Drzwi otwierają się od środka

polska wyspy owcze analiza 8
screen
Przez bardzo długie fragmenty tego meczu Polacy zdawali się nie zauważać, gdzie pojawia się miejsce w polu karnym. Pomimo tego, że goście bronili momentami całym zespołem we własnej szesnastce, zdarzały się chwile, w których można było ich zaskoczyć. W tym celu należy podzielić pole karne na dwie strefy: pierwszego tempa, czyli między bramkarzem a obrońcami oraz drugiego tempa, między defensorami i pomocnikami. Tak naprawdę od szybkości dostarczenia piłki na skrzydło zależało, która ze stref została otwarta. Nierzadko w obie te przestrzenie można było posłać piłkę, lecz nie nabiegał na nią żaden z adresatów.

= = = =

= Do zrobienia =
A. Na jakie dwie strefy należy podzielić pole karne według tekstu o meczu Polaków?
B. Sformatuj jako tabelę Markdown z kolumnami „Numer” i „Treść” te spośród podanych niżej wierszy, które leżą między wierszem zawierającym „One point belongs to each instance of the shadow” a wierszem zawierającym „[[146, 75]]”, włącznie z nimi. Puste linie pomiń.

= Podane wiersze =

= = = =

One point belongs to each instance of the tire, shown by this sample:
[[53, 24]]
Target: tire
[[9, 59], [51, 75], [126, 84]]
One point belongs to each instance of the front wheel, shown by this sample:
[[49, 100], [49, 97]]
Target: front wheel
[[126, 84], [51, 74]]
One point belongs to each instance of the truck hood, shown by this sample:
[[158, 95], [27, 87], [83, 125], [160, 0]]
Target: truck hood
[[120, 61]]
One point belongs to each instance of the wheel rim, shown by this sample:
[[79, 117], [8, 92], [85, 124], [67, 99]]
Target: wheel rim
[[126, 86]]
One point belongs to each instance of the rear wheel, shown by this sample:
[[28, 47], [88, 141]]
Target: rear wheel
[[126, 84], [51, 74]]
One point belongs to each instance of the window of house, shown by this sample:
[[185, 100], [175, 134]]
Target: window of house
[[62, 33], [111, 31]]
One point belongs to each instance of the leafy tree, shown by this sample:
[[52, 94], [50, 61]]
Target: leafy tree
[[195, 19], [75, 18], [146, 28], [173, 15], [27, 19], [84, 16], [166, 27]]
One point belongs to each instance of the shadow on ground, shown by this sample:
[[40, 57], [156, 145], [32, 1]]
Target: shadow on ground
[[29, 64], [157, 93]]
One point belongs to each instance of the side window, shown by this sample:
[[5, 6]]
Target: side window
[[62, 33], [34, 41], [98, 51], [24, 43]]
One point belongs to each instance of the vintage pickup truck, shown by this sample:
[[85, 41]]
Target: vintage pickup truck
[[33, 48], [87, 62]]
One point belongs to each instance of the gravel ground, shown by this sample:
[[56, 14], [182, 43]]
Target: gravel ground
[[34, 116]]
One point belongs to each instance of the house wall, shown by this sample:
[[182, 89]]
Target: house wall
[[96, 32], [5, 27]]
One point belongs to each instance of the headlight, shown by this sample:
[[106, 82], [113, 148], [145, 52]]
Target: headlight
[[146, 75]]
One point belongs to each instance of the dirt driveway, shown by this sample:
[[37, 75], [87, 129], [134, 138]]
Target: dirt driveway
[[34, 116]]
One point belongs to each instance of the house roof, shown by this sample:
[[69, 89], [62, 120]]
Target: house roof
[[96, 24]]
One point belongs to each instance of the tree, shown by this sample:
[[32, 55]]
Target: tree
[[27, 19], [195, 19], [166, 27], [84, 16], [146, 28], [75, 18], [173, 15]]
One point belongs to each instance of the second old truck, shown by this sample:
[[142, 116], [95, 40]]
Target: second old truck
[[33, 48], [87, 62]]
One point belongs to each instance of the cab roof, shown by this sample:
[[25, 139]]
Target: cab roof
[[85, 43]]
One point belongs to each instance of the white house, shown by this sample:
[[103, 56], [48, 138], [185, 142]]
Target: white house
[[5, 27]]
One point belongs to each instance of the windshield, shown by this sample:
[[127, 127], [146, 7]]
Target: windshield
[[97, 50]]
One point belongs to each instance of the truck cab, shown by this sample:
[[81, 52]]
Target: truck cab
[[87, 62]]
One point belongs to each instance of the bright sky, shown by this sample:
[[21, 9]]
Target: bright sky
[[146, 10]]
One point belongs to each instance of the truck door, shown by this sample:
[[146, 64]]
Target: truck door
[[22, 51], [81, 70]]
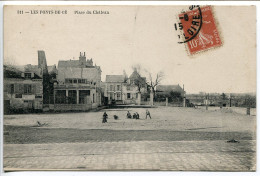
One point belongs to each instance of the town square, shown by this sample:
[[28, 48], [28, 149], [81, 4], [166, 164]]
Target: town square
[[138, 88]]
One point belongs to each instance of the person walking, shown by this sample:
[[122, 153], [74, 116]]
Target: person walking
[[104, 117], [147, 114], [137, 115], [128, 115]]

= = = =

= Odpowiedzi =
A. Na strefę pierwszego tempa, między bramkarzem a obrońcami, oraz strefę drugiego tempa, między defensorami i pomocnikami.

B.
| Numer | Treść |
|---|---|
| 1 | One point belongs to each instance of the shadow on ground, shown by this sample: |
| 2 | [[40, 57], [156, 145], [32, 1]] |
| 3 | Target: shadow on ground |
| 4 | [[29, 64], [157, 93]] |
| 5 | One point belongs to each instance of the side window, shown by this sample: |
| 6 | [[5, 6]] |
| 7 | Target: side window |
| 8 | [[62, 33], [34, 41], [98, 51], [24, 43]] |
| 9 | One point belongs to each instance of the vintage pickup truck, shown by this sample: |
| 10 | [[85, 41]] |
| 11 | Target: vintage pickup truck |
| 12 | [[33, 48], [87, 62]] |
| 13 | One point belongs to each instance of the gravel ground, shown by this sample: |
| 14 | [[56, 14], [182, 43]] |
| 15 | Target: gravel ground |
| 16 | [[34, 116]] |
| 17 | One point belongs to each instance of the house wall, shown by this sample: |
| 18 | [[182, 89]] |
| 19 | Target: house wall |
| 20 | [[96, 32], [5, 27]] |
| 21 | One point belongs to each instance of the headlight, shown by this sample: |
| 22 | [[106, 82], [113, 148], [145, 52]] |
| 23 | Target: headlight |
| 24 | [[146, 75]] |